> **INPUT MATERIAL**:
◇ ◇ ◇ ◇ ◇

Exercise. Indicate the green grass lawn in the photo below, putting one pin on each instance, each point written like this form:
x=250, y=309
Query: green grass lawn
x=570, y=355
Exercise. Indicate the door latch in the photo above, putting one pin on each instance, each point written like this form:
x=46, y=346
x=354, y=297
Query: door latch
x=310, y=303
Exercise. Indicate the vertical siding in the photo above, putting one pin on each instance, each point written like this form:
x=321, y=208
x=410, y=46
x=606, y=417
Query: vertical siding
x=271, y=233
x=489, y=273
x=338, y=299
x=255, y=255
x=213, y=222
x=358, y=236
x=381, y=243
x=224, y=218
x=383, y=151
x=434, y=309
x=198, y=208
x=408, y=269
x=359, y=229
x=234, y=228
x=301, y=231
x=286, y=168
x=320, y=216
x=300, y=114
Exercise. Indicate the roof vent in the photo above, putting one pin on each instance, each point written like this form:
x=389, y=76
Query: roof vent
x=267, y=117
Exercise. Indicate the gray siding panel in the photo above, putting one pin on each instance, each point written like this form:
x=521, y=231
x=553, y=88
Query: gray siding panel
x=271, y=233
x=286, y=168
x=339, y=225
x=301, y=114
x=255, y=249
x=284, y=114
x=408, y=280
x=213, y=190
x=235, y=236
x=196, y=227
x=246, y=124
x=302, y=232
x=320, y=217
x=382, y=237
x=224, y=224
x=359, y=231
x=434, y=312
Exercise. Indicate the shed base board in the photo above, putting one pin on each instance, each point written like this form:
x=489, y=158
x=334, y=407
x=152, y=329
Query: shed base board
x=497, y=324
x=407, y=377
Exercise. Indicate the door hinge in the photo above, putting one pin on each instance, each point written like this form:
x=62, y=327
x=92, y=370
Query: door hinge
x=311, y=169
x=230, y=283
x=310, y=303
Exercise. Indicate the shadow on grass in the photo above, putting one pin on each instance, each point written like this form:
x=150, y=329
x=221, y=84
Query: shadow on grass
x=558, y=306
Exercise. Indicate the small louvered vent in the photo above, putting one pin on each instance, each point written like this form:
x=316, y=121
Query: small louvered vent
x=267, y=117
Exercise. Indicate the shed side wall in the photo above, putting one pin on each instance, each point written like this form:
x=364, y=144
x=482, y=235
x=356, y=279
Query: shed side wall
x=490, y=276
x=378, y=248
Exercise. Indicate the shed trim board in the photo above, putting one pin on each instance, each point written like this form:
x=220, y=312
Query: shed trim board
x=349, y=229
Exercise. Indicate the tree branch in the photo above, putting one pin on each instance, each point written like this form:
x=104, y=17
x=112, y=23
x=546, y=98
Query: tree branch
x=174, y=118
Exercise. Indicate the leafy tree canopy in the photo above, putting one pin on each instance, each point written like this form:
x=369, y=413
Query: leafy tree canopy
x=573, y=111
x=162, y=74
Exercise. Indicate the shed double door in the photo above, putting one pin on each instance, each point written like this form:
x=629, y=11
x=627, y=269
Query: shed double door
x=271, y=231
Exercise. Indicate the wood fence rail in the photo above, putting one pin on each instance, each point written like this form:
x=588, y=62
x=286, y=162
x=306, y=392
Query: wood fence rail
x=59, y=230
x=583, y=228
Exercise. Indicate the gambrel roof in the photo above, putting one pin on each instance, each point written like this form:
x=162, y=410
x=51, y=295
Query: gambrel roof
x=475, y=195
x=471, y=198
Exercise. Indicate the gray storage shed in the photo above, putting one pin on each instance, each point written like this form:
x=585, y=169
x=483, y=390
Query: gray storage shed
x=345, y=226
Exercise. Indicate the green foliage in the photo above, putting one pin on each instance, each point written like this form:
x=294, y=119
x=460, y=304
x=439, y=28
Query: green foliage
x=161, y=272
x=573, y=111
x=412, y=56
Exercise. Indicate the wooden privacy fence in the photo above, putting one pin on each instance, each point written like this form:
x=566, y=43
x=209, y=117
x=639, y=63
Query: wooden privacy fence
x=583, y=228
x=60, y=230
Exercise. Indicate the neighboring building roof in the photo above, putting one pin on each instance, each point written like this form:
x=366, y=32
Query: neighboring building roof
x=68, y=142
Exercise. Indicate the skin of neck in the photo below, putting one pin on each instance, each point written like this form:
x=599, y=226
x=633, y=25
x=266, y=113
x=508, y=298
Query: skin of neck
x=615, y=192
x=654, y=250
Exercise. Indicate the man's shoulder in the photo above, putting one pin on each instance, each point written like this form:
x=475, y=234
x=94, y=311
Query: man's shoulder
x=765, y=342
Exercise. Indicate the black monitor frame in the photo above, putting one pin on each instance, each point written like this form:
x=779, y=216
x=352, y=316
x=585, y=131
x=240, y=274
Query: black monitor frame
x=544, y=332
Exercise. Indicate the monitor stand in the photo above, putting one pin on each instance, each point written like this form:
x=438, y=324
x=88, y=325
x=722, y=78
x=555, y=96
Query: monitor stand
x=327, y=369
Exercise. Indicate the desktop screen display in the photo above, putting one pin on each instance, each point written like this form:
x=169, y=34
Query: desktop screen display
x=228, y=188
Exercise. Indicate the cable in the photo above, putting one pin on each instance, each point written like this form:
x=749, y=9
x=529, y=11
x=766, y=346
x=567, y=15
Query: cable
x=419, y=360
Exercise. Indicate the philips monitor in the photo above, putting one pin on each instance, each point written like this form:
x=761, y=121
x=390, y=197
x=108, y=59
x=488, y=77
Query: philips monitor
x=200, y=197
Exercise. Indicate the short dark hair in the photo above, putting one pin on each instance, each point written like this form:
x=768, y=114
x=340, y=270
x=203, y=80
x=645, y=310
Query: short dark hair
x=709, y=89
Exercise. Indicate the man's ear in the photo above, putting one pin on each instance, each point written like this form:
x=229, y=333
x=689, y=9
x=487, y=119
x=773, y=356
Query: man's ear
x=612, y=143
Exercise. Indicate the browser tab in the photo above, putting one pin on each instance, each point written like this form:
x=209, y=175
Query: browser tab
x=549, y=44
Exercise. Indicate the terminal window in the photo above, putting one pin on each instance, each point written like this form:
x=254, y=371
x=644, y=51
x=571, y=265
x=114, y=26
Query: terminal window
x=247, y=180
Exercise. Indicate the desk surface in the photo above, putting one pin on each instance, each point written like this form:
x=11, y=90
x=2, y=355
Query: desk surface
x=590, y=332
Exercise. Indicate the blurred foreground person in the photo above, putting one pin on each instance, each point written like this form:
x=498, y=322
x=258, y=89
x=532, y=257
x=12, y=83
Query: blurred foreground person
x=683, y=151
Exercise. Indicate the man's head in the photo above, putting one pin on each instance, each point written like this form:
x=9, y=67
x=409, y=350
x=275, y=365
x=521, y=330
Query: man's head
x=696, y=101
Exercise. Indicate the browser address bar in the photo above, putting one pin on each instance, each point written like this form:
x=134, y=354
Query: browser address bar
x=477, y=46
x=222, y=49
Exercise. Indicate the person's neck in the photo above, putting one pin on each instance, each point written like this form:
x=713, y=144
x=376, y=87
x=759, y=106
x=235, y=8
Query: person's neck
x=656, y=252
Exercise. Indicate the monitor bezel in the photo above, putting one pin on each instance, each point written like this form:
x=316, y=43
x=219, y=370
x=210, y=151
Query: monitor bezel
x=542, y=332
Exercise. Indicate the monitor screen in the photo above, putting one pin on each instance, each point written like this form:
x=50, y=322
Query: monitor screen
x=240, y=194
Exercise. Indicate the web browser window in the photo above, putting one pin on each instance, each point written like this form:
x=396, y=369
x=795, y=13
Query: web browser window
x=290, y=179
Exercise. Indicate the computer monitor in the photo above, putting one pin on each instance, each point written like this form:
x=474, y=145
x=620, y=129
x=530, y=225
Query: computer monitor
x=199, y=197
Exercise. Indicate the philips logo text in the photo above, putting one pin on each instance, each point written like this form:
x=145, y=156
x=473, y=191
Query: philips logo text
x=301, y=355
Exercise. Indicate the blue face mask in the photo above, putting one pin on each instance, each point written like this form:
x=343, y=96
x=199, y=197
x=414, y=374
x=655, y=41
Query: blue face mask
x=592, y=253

◇ ◇ ◇ ◇ ◇

> **SET EXERCISE**: Starting at the line that contains "Exercise. Indicate the tree" and ending at the line that contains "x=162, y=74", lay out only those lines as a JSON list of strings, with one string per line and blank lines left out.

> **REPLY**:
[
  "Exercise. Indicate the tree branch in the photo above, putting one pin on each instance, each point written like this form:",
  "x=104, y=17",
  "x=112, y=23",
  "x=546, y=98",
  "Query: tree branch",
  "x=174, y=118",
  "Exercise. Indicate the leafy tree canopy in the photo above, putting one pin on each instance, each point written like this form:",
  "x=369, y=413",
  "Query: leafy tree canopy",
  "x=573, y=111",
  "x=162, y=74"
]